(Records contained in a dataset)
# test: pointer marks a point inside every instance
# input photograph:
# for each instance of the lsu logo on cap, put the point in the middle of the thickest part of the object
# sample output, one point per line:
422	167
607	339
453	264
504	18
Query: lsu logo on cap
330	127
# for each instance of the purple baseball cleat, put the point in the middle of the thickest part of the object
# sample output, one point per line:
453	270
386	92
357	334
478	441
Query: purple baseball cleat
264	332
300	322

Action item >>
Give the lines from the one containing "# for each instance of the lsu" through the end of the entries again, exactly as written and with no other lines.

Expected answer >>
# for each instance of the lsu logo on cap, put the point in the middle of the thickest part of the object
# sample output, one point per line:
422	167
607	339
453	264
504	18
Query: lsu logo on cap
330	127
# for each instance of the purple baseball cleat, put the point in the middle of the thickest part of the object
# sample output, one point per line:
453	270
386	92
357	334
478	441
Query: purple baseball cleat
264	332
300	322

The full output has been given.